Data records START

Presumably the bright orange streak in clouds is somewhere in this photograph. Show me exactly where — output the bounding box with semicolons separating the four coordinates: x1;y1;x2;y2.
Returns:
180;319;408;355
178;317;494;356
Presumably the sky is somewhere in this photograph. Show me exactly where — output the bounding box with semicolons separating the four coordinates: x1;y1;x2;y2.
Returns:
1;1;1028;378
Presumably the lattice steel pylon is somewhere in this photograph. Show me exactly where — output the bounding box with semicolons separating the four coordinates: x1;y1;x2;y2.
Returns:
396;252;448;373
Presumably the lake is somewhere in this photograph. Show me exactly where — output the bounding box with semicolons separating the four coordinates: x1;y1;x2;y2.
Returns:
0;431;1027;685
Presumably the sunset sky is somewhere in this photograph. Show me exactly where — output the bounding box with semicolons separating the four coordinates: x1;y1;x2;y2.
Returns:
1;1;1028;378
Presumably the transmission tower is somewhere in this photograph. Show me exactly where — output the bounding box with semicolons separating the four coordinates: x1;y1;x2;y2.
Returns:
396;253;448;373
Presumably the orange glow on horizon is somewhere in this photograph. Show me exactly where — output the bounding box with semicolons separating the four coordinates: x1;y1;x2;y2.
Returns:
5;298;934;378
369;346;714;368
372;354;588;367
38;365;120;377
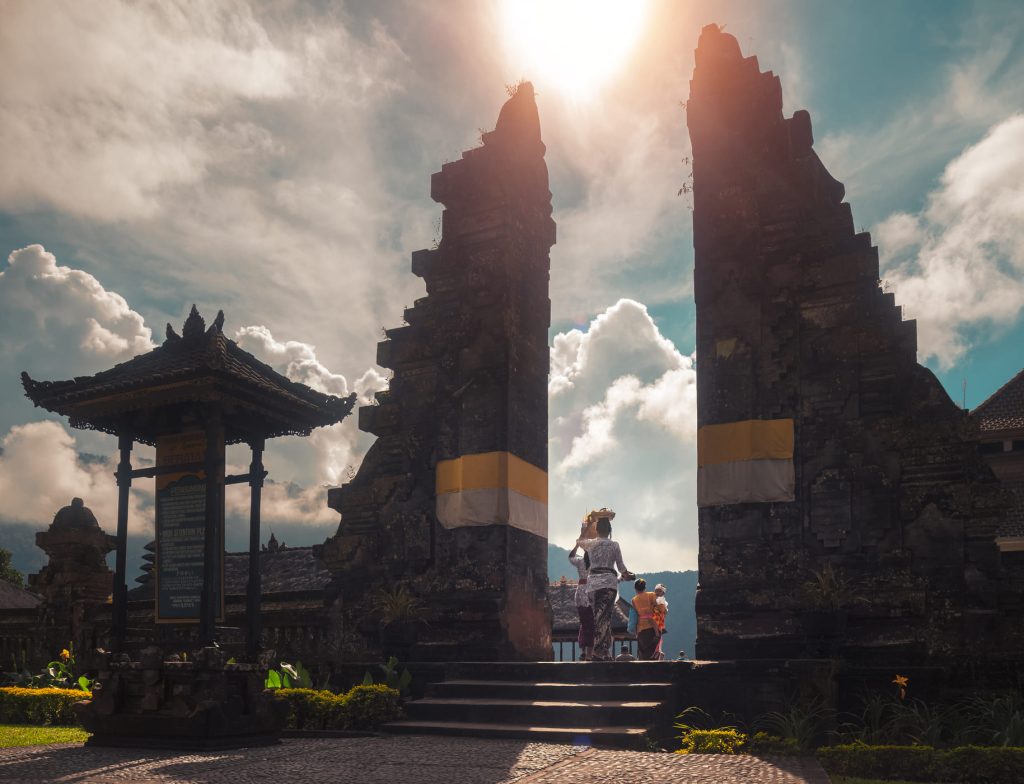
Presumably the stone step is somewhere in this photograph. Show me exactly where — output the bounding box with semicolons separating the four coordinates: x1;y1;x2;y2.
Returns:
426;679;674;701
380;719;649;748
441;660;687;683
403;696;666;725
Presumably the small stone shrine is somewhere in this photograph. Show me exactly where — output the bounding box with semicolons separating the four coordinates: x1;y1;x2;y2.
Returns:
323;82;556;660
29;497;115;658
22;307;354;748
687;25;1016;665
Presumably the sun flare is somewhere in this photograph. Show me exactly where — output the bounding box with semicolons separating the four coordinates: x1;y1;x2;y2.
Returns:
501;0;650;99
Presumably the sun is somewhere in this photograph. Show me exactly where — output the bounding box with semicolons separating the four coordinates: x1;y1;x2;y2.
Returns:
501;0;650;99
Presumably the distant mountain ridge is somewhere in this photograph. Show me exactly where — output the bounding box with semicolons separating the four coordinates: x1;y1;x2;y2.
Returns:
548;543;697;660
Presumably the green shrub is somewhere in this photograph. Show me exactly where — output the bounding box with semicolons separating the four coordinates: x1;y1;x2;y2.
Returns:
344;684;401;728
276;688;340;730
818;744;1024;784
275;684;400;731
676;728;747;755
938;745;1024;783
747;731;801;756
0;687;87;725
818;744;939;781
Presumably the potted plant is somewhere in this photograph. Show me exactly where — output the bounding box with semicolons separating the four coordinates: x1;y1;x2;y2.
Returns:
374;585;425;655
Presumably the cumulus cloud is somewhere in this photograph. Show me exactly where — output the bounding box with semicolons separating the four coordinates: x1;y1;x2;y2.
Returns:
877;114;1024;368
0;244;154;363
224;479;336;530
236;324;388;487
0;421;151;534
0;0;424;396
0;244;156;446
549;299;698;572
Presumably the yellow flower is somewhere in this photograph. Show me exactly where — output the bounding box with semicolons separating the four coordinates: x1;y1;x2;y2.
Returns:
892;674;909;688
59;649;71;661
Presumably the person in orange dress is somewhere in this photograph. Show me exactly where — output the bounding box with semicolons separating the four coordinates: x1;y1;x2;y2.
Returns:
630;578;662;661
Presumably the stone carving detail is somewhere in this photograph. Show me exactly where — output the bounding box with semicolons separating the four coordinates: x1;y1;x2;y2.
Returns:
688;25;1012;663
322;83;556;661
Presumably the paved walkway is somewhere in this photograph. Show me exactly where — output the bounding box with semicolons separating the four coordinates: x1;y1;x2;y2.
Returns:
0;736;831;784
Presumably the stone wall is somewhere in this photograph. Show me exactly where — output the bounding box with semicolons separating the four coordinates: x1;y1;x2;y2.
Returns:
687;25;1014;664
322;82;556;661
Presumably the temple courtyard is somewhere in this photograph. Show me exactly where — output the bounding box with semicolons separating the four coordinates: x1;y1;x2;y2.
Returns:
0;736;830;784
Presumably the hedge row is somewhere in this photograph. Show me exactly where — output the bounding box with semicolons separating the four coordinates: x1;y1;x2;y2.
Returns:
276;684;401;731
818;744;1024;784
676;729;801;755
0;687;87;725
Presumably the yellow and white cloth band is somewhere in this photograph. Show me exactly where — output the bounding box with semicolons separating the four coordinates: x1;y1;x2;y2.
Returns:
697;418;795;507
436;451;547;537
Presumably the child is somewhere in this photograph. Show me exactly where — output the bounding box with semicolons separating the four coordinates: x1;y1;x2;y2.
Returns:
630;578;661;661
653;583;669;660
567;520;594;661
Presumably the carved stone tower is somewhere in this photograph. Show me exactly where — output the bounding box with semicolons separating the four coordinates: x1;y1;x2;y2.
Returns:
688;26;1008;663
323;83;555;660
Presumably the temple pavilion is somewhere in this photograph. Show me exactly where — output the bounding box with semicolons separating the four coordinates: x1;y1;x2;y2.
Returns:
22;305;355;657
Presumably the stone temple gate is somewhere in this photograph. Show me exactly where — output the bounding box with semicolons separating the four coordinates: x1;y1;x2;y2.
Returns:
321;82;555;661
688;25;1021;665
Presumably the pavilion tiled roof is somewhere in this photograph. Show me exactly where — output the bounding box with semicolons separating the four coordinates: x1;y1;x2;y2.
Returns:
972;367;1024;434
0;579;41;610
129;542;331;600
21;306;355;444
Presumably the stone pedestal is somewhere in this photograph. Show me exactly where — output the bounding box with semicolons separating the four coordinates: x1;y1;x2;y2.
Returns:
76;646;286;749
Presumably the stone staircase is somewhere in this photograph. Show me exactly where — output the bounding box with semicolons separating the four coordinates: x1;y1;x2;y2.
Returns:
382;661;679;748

Data records END
Data records START

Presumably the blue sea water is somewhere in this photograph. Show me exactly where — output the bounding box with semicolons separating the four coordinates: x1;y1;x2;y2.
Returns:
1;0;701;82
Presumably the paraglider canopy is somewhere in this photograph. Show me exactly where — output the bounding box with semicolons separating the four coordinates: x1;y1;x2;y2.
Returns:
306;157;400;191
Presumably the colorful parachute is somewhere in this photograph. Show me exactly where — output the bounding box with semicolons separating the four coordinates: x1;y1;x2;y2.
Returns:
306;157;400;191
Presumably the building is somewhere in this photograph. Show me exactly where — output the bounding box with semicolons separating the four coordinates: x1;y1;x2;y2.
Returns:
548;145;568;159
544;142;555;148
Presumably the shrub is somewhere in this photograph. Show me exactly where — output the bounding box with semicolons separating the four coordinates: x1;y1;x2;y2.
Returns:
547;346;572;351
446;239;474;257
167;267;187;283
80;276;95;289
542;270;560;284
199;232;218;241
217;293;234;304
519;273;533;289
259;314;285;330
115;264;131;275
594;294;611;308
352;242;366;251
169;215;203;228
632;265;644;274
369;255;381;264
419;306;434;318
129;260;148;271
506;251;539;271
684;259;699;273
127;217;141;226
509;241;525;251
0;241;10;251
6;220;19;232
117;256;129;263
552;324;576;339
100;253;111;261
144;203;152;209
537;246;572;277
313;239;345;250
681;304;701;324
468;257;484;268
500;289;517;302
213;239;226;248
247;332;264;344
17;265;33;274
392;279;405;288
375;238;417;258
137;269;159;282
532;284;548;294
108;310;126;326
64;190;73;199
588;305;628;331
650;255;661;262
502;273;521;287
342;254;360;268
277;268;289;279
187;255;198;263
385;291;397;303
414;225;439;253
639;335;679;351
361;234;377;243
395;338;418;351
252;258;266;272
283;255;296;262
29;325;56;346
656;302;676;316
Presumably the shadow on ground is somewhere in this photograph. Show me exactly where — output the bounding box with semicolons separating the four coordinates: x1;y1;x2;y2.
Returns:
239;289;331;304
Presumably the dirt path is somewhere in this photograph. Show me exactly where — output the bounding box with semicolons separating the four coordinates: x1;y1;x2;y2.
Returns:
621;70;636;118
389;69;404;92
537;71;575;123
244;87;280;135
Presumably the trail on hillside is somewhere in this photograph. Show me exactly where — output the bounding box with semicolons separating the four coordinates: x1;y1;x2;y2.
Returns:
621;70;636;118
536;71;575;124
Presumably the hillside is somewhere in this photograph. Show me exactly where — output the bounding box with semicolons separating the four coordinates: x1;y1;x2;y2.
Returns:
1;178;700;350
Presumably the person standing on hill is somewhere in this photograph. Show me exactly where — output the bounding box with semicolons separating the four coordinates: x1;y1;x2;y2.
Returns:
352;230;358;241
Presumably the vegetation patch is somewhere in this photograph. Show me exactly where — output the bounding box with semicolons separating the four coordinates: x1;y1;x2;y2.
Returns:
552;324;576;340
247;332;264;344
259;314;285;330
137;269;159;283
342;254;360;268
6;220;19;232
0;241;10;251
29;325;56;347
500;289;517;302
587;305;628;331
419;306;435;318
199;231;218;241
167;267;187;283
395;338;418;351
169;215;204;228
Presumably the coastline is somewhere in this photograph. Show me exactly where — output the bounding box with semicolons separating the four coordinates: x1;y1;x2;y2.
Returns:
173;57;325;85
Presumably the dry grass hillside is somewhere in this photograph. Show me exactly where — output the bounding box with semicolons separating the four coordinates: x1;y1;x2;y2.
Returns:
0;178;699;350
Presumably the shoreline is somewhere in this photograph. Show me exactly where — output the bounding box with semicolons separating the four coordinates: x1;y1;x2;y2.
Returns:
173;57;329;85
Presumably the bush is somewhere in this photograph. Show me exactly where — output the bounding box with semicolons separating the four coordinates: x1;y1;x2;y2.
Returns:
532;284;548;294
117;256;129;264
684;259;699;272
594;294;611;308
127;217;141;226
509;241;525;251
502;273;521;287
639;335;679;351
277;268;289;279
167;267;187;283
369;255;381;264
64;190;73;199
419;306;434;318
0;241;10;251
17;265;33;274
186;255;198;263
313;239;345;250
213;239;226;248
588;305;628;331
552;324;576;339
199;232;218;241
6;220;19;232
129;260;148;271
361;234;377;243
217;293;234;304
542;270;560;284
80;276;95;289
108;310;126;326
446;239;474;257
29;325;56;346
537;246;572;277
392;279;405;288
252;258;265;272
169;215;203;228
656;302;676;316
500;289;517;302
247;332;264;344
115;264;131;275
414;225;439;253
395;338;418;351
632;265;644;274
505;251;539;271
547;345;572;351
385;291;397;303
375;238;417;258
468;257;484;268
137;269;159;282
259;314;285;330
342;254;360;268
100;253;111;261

Data records END
Data records START

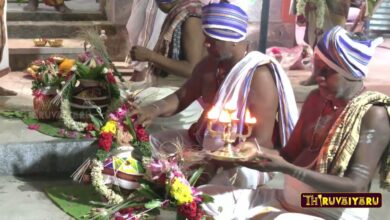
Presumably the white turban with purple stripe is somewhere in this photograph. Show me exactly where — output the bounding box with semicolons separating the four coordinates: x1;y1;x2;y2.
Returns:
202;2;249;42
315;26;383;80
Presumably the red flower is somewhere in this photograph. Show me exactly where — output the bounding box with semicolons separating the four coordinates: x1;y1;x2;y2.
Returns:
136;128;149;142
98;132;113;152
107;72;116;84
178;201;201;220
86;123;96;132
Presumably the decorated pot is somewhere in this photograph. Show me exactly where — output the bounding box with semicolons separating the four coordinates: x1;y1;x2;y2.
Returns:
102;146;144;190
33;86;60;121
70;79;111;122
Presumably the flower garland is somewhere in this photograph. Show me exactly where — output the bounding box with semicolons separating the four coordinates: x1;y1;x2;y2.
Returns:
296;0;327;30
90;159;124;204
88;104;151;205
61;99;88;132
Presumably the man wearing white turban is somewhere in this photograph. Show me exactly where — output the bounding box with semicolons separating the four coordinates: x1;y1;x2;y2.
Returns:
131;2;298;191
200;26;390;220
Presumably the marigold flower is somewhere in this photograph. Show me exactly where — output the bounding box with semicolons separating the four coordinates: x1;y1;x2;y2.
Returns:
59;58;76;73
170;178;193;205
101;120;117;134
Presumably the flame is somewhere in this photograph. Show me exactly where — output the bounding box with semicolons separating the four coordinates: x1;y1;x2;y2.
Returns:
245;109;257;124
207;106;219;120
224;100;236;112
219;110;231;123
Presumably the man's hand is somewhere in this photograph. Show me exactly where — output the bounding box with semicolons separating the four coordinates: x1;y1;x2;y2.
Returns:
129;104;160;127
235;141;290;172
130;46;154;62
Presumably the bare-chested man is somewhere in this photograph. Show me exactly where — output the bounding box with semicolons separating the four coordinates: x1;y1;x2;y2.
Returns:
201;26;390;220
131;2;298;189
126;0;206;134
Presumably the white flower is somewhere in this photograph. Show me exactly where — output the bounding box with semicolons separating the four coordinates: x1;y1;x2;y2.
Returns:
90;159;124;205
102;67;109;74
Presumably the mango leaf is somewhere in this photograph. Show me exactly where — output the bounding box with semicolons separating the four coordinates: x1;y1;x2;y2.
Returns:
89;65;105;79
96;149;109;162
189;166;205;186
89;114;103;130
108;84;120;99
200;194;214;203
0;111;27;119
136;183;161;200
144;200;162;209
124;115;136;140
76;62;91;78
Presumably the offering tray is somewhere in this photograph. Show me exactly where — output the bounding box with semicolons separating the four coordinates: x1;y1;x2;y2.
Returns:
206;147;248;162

Data records END

Task directions:
Whenever a line of the data includes the word "person", show that line in full.

Exercise response:
Presumably the person in orange dress is somewhere in this photograph. Show me exactly where — output the bounding box with semicolons separating the four coordinates: x1;y1;x2;y2.
Presumably the person standing on hill is somewhere in this photograph. Show me exactly where — output the bounding box with semicolons separating the four coordinates: x1;y1;x2;y2.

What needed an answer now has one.